*ИЗБРАННЫЙ ОТРЫВОК*.
------------------------

Если Гитлер выиграет войну, он получит господство над Европой, Африкой и Ближним Востоком, и если его армии к тому времени не слишком истощатся, он оторвет громадные территории у Советского Союза. Он построит кастовое общество, где немецкий Herrenwolk («высшая раса» или «раса хозяев») будет править славянами и другими, меньшими народами, которые будут производить дешевую сельскохозяйственную продукцию. Цветные народы он навсегда обратит в рабство. Подлинная причина ссоры фашистских держав с британским империализмом в том, что они поняли: империя распадается. Еще двадцать лет эволюции в том же направлении, и Индия будет крестьянской страной, связанной с Англией только добровольным союзом. «Полуобезьяны», о которых Гитлер говорит с таким отвращением, будут летать на самолетах и производить пулеметы. Фашистская мечта об империи рабов развеется. С другой стороны, если нас победят, мы просто отдадим наших жертв новым хозяевам, которые возьмутся за дело со свежими силами, не ведая угрызений.

Но речь идет не только о судьбе цветных народов. Битва идет между двумя несовместимыми мировоззрениями. «Между демократией и тоталитаризмом, – говорит Муссолини, – не может быть компромисса». Эти две идеологии не могут даже рядом находиться продолжительное время. Пока существует демократия, даже в ее очень несовершенной английской форме, тоталитаризму грозит смертельная опасность. Во всем англоязычном мире жива идея человеческого равенства, и хотя будет ложью сказать, что мы или американцы когда-либо осуществили то, о чем так горячо говорим, идея такая есть, и в один прекрасный день она может стать реальностью. Из англоязычной культуры, если она не погибнет, рано или поздно вырастет общество свободных и равных людей. Но именно для того, чтобы истребить идею человеческого равенства – «еврейскую» или «иудео-христианскую» идею равенства, – и явился на свет Гитлер. Видит небо, он сам об этом часто говорит. Мысль о мире, где черные люди будут не хуже белых, а с евреями будут обращаться как с людьми, приводит его в такой же ужас и отчаяние, как нас – мысль о бесконечном рабстве.

------------------------

*СПИСОК ЗАПИСЕЙ*.
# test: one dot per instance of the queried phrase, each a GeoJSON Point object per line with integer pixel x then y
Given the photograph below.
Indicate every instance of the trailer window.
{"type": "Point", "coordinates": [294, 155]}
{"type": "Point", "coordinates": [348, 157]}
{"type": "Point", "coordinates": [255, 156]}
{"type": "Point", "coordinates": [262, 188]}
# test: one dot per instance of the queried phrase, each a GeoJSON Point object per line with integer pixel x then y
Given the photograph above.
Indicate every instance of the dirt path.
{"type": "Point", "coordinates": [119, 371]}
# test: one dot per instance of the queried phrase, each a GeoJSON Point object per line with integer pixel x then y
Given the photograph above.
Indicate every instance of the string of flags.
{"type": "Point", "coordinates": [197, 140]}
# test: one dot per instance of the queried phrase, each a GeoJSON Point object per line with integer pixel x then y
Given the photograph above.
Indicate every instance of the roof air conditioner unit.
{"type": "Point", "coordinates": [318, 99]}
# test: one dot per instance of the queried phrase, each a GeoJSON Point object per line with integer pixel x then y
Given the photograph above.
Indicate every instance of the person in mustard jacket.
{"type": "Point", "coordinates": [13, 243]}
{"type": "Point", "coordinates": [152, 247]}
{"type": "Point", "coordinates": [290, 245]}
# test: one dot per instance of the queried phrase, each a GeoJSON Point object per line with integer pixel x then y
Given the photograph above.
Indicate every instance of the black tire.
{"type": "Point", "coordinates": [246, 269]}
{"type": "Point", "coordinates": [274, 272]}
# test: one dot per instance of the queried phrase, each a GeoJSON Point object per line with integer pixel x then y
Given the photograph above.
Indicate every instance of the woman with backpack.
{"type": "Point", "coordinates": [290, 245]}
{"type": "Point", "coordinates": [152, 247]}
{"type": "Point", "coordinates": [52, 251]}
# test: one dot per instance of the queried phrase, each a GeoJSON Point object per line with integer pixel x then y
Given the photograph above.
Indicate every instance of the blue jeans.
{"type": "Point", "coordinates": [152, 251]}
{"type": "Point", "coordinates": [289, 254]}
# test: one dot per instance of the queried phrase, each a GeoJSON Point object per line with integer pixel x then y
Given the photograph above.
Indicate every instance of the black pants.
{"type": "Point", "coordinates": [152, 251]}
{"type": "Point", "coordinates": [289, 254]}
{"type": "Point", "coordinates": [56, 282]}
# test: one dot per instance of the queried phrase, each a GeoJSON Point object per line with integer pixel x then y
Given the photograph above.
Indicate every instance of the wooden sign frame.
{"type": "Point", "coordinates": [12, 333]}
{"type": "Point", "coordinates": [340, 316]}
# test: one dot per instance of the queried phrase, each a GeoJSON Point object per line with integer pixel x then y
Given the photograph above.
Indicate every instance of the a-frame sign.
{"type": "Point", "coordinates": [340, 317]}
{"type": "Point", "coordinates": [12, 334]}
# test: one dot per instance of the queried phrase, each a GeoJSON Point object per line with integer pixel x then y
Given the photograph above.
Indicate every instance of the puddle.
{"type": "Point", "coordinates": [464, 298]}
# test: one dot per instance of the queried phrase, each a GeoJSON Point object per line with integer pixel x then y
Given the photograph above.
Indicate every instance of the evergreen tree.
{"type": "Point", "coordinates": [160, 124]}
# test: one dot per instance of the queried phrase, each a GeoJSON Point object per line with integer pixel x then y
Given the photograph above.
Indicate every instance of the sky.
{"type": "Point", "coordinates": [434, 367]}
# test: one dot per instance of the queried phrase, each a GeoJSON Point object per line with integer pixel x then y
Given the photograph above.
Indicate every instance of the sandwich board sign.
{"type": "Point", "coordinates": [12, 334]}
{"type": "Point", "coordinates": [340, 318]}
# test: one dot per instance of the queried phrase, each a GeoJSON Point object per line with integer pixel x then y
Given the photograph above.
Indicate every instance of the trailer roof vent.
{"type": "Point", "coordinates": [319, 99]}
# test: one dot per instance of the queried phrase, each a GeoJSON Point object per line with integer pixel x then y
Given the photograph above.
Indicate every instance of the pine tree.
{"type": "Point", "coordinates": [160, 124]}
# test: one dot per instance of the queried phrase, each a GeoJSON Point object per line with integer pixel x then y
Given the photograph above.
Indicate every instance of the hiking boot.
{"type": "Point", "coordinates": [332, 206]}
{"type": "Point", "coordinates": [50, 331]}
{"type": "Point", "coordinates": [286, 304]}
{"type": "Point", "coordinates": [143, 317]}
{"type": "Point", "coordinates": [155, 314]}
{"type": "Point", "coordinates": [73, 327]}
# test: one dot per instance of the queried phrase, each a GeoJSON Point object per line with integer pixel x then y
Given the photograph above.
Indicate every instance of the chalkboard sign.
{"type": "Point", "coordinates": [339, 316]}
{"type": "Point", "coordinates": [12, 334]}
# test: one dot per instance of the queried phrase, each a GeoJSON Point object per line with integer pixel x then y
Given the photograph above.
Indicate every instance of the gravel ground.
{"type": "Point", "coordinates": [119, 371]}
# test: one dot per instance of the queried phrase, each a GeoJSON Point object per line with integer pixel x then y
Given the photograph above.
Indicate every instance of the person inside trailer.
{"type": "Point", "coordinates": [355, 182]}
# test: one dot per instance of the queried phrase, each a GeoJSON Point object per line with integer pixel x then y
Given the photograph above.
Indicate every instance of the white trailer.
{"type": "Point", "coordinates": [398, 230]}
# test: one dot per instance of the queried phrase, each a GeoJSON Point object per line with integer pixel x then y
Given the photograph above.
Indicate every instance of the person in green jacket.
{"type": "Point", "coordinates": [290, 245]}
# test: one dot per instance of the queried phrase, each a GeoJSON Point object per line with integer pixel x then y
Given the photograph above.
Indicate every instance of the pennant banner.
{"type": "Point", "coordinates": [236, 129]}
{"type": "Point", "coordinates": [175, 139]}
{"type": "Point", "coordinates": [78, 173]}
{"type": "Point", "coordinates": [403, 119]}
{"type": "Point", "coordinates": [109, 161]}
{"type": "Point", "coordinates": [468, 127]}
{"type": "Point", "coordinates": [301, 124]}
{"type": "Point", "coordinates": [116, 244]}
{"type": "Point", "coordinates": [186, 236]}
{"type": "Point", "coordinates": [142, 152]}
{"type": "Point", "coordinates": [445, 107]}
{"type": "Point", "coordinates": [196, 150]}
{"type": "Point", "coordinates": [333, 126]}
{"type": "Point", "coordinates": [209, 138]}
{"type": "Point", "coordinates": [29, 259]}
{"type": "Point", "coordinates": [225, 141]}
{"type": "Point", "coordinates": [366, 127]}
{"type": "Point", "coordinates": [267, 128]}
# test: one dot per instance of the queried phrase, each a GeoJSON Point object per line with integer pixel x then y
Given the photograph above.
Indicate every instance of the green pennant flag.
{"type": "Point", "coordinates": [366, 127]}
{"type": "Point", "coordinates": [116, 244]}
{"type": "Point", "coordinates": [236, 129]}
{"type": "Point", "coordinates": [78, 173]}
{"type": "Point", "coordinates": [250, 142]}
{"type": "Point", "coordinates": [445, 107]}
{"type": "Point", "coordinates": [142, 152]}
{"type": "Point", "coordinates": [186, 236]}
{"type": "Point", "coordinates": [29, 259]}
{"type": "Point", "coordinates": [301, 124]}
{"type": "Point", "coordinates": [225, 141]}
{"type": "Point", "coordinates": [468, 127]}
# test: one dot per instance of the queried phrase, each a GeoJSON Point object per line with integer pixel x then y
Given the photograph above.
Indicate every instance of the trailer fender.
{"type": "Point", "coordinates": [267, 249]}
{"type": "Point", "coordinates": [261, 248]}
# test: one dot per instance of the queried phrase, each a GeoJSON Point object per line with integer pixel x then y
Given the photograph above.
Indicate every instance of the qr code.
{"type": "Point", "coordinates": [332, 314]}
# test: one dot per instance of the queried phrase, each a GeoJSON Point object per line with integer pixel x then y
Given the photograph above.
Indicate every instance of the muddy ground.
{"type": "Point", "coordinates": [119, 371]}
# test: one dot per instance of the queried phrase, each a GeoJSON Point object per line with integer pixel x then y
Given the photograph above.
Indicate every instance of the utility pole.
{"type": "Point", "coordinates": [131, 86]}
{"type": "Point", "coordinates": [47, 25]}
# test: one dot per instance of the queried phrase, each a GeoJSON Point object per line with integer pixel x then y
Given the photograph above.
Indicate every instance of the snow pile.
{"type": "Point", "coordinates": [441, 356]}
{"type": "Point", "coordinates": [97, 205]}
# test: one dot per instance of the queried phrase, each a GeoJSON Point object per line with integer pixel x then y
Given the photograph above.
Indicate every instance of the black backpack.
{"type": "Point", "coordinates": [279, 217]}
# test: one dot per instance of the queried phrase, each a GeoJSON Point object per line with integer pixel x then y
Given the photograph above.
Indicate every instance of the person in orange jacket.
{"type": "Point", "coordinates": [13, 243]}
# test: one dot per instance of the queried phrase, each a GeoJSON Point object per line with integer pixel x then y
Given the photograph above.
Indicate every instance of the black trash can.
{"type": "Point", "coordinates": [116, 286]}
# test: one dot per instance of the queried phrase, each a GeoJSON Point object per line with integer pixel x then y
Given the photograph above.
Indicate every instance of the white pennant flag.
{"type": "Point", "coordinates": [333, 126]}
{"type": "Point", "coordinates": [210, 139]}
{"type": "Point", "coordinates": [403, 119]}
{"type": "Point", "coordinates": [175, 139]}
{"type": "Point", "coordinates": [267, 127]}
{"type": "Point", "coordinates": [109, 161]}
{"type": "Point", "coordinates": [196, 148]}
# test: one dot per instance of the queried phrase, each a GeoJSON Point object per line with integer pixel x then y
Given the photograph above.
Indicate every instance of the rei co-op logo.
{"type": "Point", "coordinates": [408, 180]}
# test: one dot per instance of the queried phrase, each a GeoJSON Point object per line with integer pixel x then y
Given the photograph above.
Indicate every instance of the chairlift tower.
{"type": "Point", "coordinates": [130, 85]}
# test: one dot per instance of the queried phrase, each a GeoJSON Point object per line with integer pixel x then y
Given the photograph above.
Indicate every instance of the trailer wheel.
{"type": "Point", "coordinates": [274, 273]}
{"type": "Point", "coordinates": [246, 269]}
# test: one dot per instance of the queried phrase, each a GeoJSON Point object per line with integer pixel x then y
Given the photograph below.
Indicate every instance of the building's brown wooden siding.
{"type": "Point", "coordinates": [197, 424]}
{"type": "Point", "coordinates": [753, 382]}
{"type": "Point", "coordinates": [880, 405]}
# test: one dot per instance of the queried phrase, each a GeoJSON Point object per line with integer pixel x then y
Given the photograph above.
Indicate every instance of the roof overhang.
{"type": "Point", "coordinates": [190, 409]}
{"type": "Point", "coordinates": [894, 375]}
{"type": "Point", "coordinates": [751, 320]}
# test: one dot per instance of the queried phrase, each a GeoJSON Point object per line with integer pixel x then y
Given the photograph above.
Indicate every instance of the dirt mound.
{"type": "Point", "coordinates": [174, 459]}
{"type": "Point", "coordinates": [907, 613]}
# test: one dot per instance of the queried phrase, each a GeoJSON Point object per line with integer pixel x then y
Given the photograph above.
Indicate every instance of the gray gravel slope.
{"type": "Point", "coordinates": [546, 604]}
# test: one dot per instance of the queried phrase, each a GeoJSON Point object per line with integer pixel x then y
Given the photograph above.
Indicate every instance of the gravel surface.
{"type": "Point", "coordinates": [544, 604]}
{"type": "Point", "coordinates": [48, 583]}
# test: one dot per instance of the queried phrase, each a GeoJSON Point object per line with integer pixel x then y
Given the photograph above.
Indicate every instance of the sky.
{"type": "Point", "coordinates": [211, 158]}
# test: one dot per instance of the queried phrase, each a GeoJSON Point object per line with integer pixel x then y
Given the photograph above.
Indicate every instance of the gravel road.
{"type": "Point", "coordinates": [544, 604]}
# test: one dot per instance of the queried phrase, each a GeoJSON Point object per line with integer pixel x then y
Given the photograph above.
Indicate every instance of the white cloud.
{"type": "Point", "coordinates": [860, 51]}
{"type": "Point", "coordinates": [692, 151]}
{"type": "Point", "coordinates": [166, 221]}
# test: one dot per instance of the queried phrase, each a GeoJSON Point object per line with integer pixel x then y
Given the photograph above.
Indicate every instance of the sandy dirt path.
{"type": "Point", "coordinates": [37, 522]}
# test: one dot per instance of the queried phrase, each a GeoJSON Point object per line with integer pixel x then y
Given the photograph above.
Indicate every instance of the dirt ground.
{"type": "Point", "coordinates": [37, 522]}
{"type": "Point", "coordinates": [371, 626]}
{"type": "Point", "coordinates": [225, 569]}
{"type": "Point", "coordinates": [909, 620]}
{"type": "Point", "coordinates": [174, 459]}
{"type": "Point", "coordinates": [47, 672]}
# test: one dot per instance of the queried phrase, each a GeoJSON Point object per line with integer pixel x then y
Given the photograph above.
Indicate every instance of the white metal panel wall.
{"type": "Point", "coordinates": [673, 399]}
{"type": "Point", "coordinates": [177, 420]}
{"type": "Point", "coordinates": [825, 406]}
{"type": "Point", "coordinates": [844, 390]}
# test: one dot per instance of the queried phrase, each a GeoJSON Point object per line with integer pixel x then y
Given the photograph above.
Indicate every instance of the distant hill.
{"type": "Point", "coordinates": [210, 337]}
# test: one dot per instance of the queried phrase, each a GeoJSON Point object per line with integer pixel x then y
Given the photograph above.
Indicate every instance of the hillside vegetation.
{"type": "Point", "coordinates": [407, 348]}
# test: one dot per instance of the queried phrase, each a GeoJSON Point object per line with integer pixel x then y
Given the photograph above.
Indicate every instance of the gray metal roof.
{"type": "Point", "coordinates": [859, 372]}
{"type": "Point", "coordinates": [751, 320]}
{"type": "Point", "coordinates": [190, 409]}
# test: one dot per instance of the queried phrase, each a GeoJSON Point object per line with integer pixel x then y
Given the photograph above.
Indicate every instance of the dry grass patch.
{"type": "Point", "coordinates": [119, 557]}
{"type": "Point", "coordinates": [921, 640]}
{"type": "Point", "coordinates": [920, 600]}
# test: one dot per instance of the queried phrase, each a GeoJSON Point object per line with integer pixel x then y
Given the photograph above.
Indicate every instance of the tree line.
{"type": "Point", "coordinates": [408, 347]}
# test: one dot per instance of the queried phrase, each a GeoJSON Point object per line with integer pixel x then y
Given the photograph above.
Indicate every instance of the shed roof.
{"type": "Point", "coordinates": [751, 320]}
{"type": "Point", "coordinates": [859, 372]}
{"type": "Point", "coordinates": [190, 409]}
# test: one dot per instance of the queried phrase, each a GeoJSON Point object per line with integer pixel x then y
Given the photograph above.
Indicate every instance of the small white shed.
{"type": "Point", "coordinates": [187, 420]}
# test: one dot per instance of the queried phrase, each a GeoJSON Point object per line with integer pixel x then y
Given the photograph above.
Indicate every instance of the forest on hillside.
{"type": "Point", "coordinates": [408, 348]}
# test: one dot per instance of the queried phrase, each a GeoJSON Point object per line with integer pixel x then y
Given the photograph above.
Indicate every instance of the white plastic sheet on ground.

------------------------

*ПОСТАНОВКА ЗАДАЧИ A*.
Ответьте на вопросы по отрывку о Гитлере и демократии:
(i) В какое положение Гитлер, согласно отрывку, навсегда обратит цветные народы?
(ii) Какой страной станет Индия, если еще двадцать лет эволюция пойдет в том же направлении?
(iii) Кому в отрывке принадлежат слова о том, что между демократией и тоталитаризмом не может быть компромисса?
*ПОСТАНОВКА ЗАДАЧИ B*. Пожалуйста, перечислите все географические названия и названия государств, которые встречаются в отрывке о Гитлере и демократии.
*ПОСТАНОВКА ЗАДАЧИ C*. Продолжите отрывок о Гитлере и демократии одним-двумя абзацами, начав сразу после его последнего предложения.

*РЕЗУЛЬТАТ УПРАЖНЕНИЯ A*.
(i) Он навсегда обратит их в рабство.
(ii) Индия станет крестьянской страной, связанной с Англией только добровольным союзом.
(iii) Муссолини.

*РЕЗУЛЬТАТ УПРАЖНЕНИЯ B*. Европа, Африка, Ближний Восток, Советский Союз, Индия, Англия.

*РЕЗУЛЬТАТ УПРАЖНЕНИЯ C*.
Важно помнить, что эти два мировоззрения непримиримы. Вполне возможно, что в течение следующего года среди левой интеллигенции возникнут прогитлеровские настроения. Признаки этого уже наблюдаются. Достижения Гитлера хорошо заполняют пустоту этих людей, а пацифистам позволяют удовлетворить свои мазохистские инстинкты. Более или менее известно заранее, что они скажут. Прежде всего они станут отрицать, что британский капитализм эволюционирует или что поражение Гитлера означало бы не больше, чем победу британских и американских миллионеров. Отсюда будет следовать, что демократия, в конце концов, «ничем не отличается» от тоталитаризма или «ничем его не лучше». В Англии не очень большая свобода слова; следовательно, ее не больше, чем в Германии. Стоять в очереди за пособием – ужасно; следовательно, находиться в пыточной камере гестапо – не хуже. Словом, своими грехами чужой искупим, кривой слепого не зрячее. Но на самом деле, что бы ни говорили о демократии и тоталитаризме, неправда, будто они одно и то же. Это было бы неправдой, даже если бы британская демократия не эволюционировала, а осталась на нынешней стадии. Вся концепция военизированного континентального государства с его тайной полицией, цензурой и принудительным трудом в корне отлична от концепции рыхлой приморской демократии с ее трущобами и безработицей, ее забастовками и партийной политикой. Это разница между сухопутной державой и морской державой, между жестокостью и бестолковостью, между ложью и самообманом, между эсэсовцем и сборщиком квартирной платы. И, выбирая между ними, вы выбираете не столько между тем, что они есть, сколько между тем, во что они способны превратиться. Но в каком-то смысле несущественно, «лучше ли» демократия, в высшем ее выражении или низшем, чем тоталитаризм. Чтобы решить это, надо доискаться абсолютных критериев. Единственный существенный вопрос – на чьей стороне будут твои симпатии, когда придется выбирать.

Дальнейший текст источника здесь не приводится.